*CONSEGNE*
[a] Rispondi alle domande seguenti sul brano sul lavoro:
(i) In quale rivista e in quale numero è uscito?
(ii) Che tipo di esercizio è il lavoro, secondo la definizione data?
(iii) A che cosa dedica la sua attività il secondo individuo descritto?
[b] Restituisci senza alcuna modifica un tratto del brano sul lavoro. Comincia dalle parole che contengono "Non mi propongo" e fermati dopo "una necessità fisiologica.".
[c] Riassumi il brano sul lavoro in due frasi.

Fonte : «LA REVISTA BLANCA», numero 25, Madrid, 1 Luglio 1899.
Non mi propongo di effettuare ora uno studio dettagliato della questione. Mi limiterò a qualche ragionamento che può servire come punto di partenza per una ulteriore analisi del problema.
Alle obiezioni che gli autoritari fanno alla praticabilità delle idee anarchiche e, soprattutto, all'affermazione delle attività volontarie in una società organizzata liberamente, si replica generalmente che, poiché il lavoro è una necessità fisiologica per l'individuo, ognuno lavorerà volontariamente e spontaneamente, assumendo l’esistenza di condizioni di uguaglianza e solidarietà tra gli individui.
La risposta in questi termini contiene un postulato di principio e cioè che il lavoro sia una necessità fisiologica.
Il lavoro è un modo per essere attivi. L'individuo nel suo stato normale è necessariamente attivo perché l'esercizio fisico proviene immediatamente da organi e muscoli. L’esercizio fisico è quindi una necessità a cui nessuno può sfuggire. Ma il lavoro non è esercizio propriamente detto, non è esercizio nel suo senso generico, ma un esercizio specifico e ben definito in vista di un determinato fine. Il lavoro è un esercizio utile. Utile non solo per il soggetto che lo esegue, ma anche per i suoi simili; utile all’organismo di colui che lo effettua per soddisfare il bisogno di esercizio fisico, e utile anche per quanto riguarda l'economia individuale e sociale, per la fornitura di cibo, abitazioni, vestiti, etc. Dal momento che l'esercizio fisico, in generale, può non rivestire l’aspetto di utilità al di fuori del beneficio fisiologico per l'individuo che lo pratica, è proprio questo che lo differenzia rispetto all’attività produttiva vera e propria. Ogni individuo usa le sue energie, la sua attività, nella ginnastica, in esercizi atletici, negli sport equestri o di velocità, nella caccia, ecc. Egli fa questo, a quanto pare, per ricreazione e passatempo; ciò risponde infatti ad esigenze fortemente sentite. Per lui, quindi, questo esercizio è utile, ma si rivela socialmente ed economicamente improduttivo per gli altri e per sé stesso. In questo caso, il soggetto in questione fa esercizio fisico ma non esercita attività produttiva.
Un altro individuo, invece, pur senza averne bisogno a causa della sua posizione nella società, dedica la sua attività alla produzione di manufatti, o coltiva il suo frutteto apparentemente anche per passatempo, ma rispondendo di fatto alle stesse necessità del primo individuo. Nel caso di questo secondo soggetto, l'esercizio che compie è utile per sè stesso, ed è utile anche per i suoi simili; utile per lui fisiologicamente ed economicamente; produttivo per lui e per gli altri individui. In questo caso c'è esercizio fisivo e c’è attività produttiva.

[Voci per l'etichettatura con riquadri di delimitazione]
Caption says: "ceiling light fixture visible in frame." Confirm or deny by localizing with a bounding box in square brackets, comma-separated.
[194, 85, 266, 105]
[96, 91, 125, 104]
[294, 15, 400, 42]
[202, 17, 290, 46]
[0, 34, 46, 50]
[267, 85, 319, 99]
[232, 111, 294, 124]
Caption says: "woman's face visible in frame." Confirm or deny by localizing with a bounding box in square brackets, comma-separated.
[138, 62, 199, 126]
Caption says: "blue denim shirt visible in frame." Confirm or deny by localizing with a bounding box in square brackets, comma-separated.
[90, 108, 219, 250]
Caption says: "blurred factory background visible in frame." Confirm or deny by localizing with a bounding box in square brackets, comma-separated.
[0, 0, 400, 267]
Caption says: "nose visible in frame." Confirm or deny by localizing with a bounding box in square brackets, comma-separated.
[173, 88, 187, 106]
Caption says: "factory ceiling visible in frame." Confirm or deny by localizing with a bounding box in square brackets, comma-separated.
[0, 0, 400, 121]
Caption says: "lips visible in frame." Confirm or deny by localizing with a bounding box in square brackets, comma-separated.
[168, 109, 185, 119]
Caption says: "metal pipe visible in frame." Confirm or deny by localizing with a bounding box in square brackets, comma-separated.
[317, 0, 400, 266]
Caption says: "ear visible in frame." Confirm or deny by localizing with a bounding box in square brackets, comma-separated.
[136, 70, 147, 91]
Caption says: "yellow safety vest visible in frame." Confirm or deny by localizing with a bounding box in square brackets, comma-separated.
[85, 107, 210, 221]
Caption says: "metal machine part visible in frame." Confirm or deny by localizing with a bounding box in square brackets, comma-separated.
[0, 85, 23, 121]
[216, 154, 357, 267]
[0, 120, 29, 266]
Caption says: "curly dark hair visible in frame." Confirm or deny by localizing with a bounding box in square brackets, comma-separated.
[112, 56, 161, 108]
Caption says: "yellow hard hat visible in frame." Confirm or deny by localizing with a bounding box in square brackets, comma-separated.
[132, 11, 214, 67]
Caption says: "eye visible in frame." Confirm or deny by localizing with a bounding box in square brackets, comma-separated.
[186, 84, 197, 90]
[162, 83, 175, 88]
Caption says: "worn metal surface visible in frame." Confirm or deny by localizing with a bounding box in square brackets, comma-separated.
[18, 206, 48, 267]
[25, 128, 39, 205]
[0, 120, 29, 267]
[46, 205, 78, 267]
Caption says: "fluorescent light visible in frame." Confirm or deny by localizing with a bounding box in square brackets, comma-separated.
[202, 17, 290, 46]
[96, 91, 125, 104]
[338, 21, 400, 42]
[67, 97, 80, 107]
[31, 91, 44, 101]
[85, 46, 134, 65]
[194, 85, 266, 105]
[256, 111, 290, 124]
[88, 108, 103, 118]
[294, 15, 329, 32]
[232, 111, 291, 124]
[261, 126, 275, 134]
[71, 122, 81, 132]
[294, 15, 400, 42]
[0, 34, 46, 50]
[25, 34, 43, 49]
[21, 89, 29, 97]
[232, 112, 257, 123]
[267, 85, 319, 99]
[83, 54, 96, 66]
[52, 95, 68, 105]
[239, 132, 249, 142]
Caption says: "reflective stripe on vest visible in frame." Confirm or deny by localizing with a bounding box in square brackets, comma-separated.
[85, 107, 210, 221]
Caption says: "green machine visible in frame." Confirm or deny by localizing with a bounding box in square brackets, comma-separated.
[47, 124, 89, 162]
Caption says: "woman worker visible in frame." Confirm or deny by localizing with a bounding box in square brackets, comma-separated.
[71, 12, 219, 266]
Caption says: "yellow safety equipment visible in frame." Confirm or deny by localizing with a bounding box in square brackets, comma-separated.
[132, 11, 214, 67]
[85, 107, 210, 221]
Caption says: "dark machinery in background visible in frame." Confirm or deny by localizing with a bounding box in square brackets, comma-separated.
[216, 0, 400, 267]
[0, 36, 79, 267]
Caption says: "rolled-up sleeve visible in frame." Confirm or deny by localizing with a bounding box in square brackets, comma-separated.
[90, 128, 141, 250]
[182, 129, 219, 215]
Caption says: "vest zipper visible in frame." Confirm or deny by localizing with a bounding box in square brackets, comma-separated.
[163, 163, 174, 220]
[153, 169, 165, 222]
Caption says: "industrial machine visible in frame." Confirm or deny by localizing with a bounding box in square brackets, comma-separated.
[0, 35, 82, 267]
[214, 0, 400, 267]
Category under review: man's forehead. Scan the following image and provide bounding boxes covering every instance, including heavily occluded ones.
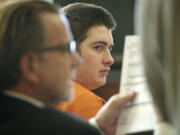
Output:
[60,12,73,40]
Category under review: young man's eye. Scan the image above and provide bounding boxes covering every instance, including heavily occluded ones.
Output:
[95,46,103,51]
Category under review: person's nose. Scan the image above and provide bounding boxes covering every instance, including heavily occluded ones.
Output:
[103,50,114,66]
[71,52,82,68]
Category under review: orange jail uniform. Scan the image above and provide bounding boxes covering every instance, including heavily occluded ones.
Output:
[57,82,105,120]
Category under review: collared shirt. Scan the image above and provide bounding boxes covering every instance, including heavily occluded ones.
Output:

*ELENCO RISPOSTE*
[a]
(i) In «LA REVISTA BLANCA», numero 25.
(ii) Un esercizio utile.
(iii) Alla produzione di manufatti, oppure coltiva il suo frutteto.

[b]
Non mi propongo di effettuare ora uno studio dettagliato della questione. Mi limiterò a qualche ragionamento che può servire come punto di partenza per una ulteriore analisi del problema.
Alle obiezioni che gli autoritari fanno alla praticabilità delle idee anarchiche e, soprattutto, all'affermazione delle attività volontarie in una società organizzata liberamente, si replica generalmente che, poiché il lavoro è una necessità fisiologica per l'individuo, ognuno lavorerà volontariamente e spontaneamente, assumendo l’esistenza di condizioni di uguaglianza e solidarietà tra gli individui.
La risposta in questi termini contiene un postulato di principio e cioè che il lavoro sia una necessità fisiologica.

[c] Agli autoritari si replica di solito che ognuno lavorerà volontariamente, perché il lavoro è una necessità fisiologica. Il brano osserva che questa risposta dà per scontato proprio tale principio, e poi distingue l'esercizio fisico, necessità a cui nessuno sfugge, dal lavoro, che è un esercizio utile anche ai propri simili e produttivo, come mostra il confronto tra chi fa sport per passatempo e chi coltiva il suo frutteto.